Task brief:
Can you copy the material below word for word, leaving out the pictures?

Provided records:
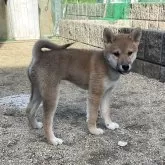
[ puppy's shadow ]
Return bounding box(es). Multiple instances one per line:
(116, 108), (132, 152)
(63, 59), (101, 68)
(56, 104), (86, 124)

Solution for this exercise:
[ puppy's shadow ]
Return bounding box(es). Multiple instances one per line:
(116, 108), (132, 152)
(63, 59), (101, 68)
(56, 104), (86, 124)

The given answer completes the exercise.